++++ EXTRACTED TEXT
By Capt. Stephanie Ticer | Registered Dietician, Evans Army Community Hospital
FORT CARSON, Colo. — Let’s face it, we all have those days when we are tired after work, don’t feel like cooking dinner, and don’t have the energy to figure out what to eat. So what do we do?
We stop by a fast food restaurant on our way home or use an app-based food delivery service to get our food brought to our door. Eating out is so convenient, but at what cost?
One hour later, we’re out $15 (after the tip and delivery fee) while rocking a food baby after consuming 1,500 calories. We’ve exceeded the daily value for sodium and fat, and if we ordered a sugary drink, we may have consumed over 30 teaspoons of sugar. Now we are even more tired because we overate, skipped our workout, and proceeded to veg out on the couch for the rest of the night. We’ve all been there. How often does this happen though, once a month or a couple times a week?
If this is something you find yourself doing on a weekly basis, you may have a difficult time losing weight or maintaining weight. If you’re prediabetic, diabetic, or have high blood pressure or high cholesterol, this may also increase your health risks, such as negative impacts to your blood sugar, blood pressure, or fat/cholesterol levels. Dietitians encourage preparing meals at home because you have more control over what goes in and doesn’t go into your food. If you do end up ordering out, fortunately there are usually better options available and steps you can take to improve the nutrition in your meal.
Let’s compare three ‘not-so-great options’ and ‘better options’ from different fast food restaurants: Subway, Taco Bell, and Starbucks. Take a look at the table below, our not-so-great options are high in calories, fat, carbohydrates, sodium, and sugar. Keep in mind that the better option at Taco Bell still has a lot of sodium but is almost 1000mg less than the not-so-great option. The total amount of sugar in Taco Bell’s not-so-great option is the equivalent of 32 teaspoons of sugar. Can you imagine measuring 32 teaspoons of sugar and eating it?!
++++++++
++++ PROVIDED RECORDS
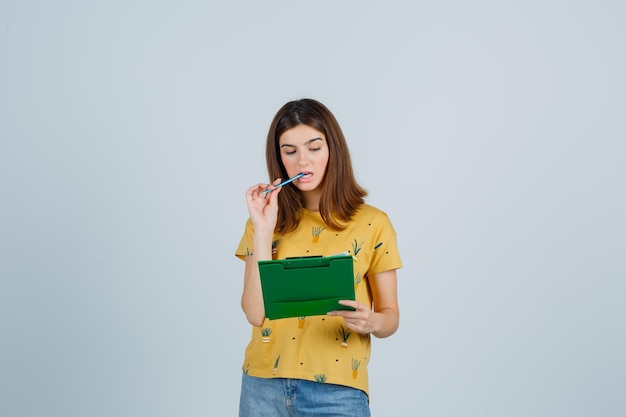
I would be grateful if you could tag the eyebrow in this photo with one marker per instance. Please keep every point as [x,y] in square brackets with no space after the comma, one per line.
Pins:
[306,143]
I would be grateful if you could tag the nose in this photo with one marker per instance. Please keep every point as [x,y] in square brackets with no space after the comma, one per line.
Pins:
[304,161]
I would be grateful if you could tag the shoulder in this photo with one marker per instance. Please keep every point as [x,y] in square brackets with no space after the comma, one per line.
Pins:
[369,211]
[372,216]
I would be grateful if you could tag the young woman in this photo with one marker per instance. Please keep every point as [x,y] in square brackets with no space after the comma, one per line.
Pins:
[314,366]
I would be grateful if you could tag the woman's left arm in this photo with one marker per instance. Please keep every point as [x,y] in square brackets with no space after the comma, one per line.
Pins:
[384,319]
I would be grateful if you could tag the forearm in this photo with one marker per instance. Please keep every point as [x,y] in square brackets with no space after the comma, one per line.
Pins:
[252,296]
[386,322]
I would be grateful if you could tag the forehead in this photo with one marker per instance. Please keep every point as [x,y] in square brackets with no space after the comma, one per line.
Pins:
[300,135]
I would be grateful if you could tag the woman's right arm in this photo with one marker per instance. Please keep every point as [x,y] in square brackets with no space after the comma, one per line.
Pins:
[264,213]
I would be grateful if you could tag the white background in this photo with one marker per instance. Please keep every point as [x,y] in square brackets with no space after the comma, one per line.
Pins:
++++++++
● **DIRECTIONS FOR THIS TASK**
Rewrite the fast food article starting at "By Capt. Stephanie" and ending at "at what cost?", putting "supper" in place of "dinner". The entries come from a different source than the article.

● **OUTPUT OF THE EXERCISE**
By Capt. Stephanie Ticer | Registered Dietician, Evans Army Community Hospital
FORT CARSON, Colo. — Let’s face it, we all have those days when we are tired after work, don’t feel like cooking supper, and don’t have the energy to figure out what to eat. So what do we do?
We stop by a fast food restaurant on our way home or use an app-based food delivery service to get our food brought to our door. Eating out is so convenient, but at what cost?